━━ MATERIAL FOR THE TASK ━━
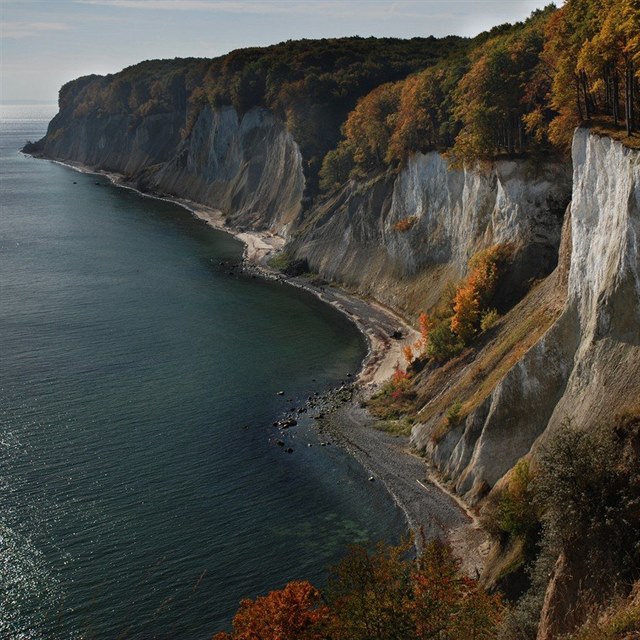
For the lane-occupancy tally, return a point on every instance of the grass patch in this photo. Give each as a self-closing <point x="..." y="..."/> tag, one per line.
<point x="605" y="127"/>
<point x="399" y="427"/>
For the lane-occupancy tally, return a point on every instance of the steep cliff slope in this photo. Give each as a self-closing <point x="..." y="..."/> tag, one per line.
<point x="249" y="167"/>
<point x="402" y="239"/>
<point x="584" y="366"/>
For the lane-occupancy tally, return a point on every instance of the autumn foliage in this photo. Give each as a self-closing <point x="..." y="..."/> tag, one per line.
<point x="379" y="595"/>
<point x="293" y="613"/>
<point x="475" y="293"/>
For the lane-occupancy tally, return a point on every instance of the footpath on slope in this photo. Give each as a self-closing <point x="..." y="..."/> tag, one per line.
<point x="431" y="511"/>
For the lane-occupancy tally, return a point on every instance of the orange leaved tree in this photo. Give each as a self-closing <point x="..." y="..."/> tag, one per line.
<point x="292" y="613"/>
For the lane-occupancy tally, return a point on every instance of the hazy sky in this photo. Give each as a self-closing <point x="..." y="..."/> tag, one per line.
<point x="45" y="43"/>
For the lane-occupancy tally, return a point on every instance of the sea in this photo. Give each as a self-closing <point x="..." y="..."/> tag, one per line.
<point x="143" y="492"/>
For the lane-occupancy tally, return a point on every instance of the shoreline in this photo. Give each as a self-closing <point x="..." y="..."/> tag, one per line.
<point x="430" y="509"/>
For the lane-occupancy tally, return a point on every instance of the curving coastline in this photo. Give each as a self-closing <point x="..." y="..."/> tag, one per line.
<point x="429" y="508"/>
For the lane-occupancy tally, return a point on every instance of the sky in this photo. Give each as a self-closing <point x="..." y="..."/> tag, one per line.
<point x="45" y="43"/>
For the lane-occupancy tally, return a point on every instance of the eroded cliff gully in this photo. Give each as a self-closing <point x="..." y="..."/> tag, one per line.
<point x="568" y="350"/>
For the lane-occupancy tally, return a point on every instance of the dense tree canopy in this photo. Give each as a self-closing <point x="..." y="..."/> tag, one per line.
<point x="362" y="105"/>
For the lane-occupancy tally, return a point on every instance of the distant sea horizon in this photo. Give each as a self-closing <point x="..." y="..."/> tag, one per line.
<point x="144" y="491"/>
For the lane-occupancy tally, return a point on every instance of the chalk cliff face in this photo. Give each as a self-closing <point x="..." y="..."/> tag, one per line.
<point x="402" y="239"/>
<point x="249" y="167"/>
<point x="586" y="367"/>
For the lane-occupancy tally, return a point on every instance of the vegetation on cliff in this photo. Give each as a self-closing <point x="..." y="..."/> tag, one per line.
<point x="522" y="89"/>
<point x="580" y="498"/>
<point x="379" y="595"/>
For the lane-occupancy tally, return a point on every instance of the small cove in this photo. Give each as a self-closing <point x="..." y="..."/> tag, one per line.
<point x="143" y="492"/>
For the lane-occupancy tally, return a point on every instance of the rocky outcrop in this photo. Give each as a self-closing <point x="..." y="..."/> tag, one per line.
<point x="402" y="239"/>
<point x="586" y="366"/>
<point x="247" y="166"/>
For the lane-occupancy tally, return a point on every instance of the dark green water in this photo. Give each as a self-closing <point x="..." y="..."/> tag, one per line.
<point x="141" y="491"/>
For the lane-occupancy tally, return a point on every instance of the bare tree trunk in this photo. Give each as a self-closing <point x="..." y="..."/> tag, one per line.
<point x="628" y="92"/>
<point x="616" y="98"/>
<point x="578" y="99"/>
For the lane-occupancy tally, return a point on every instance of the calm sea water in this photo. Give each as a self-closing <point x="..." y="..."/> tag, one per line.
<point x="141" y="491"/>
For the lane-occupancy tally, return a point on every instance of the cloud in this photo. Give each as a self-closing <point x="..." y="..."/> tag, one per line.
<point x="334" y="8"/>
<point x="17" y="30"/>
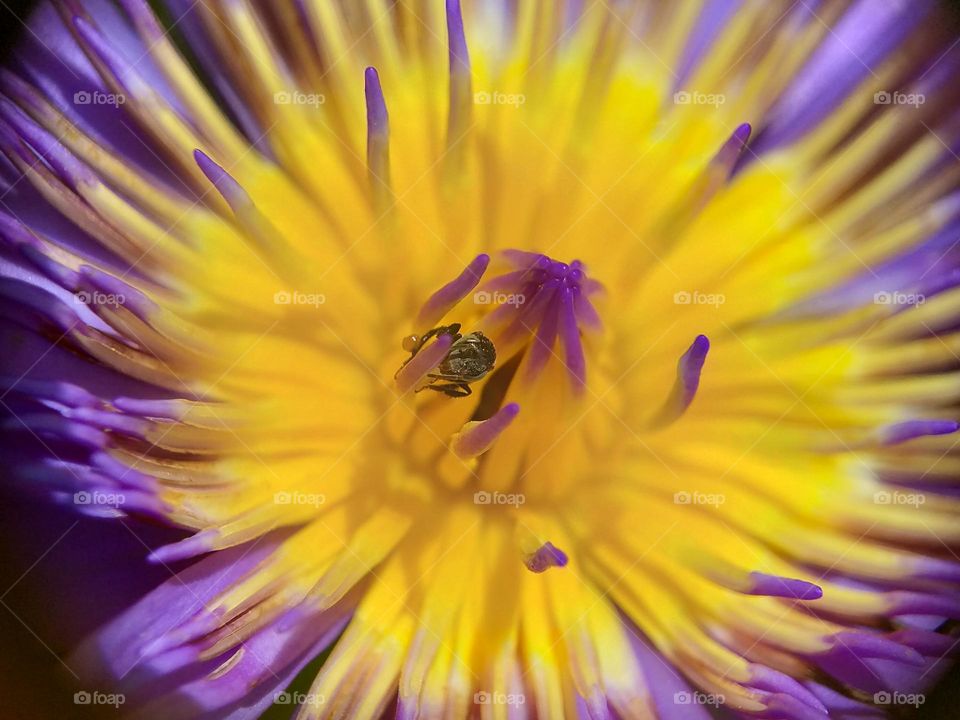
━━━
-- REQUIREMENTS --
Rescale the items from the line that has "of the cloud" through the end of the items by repeating every line in full, wording and answers alike, with each coordinate in the answers multiplied by 0.7 and rounded to a whole number, halves up. Leave the pictures out.

-- SOLUTION BELOW --
For the lane-occupancy tally, return a point on every instance of the cloud in this photo. Give each as a self-closing <point x="..." y="..."/> tag, one per line.
<point x="234" y="6"/>
<point x="12" y="21"/>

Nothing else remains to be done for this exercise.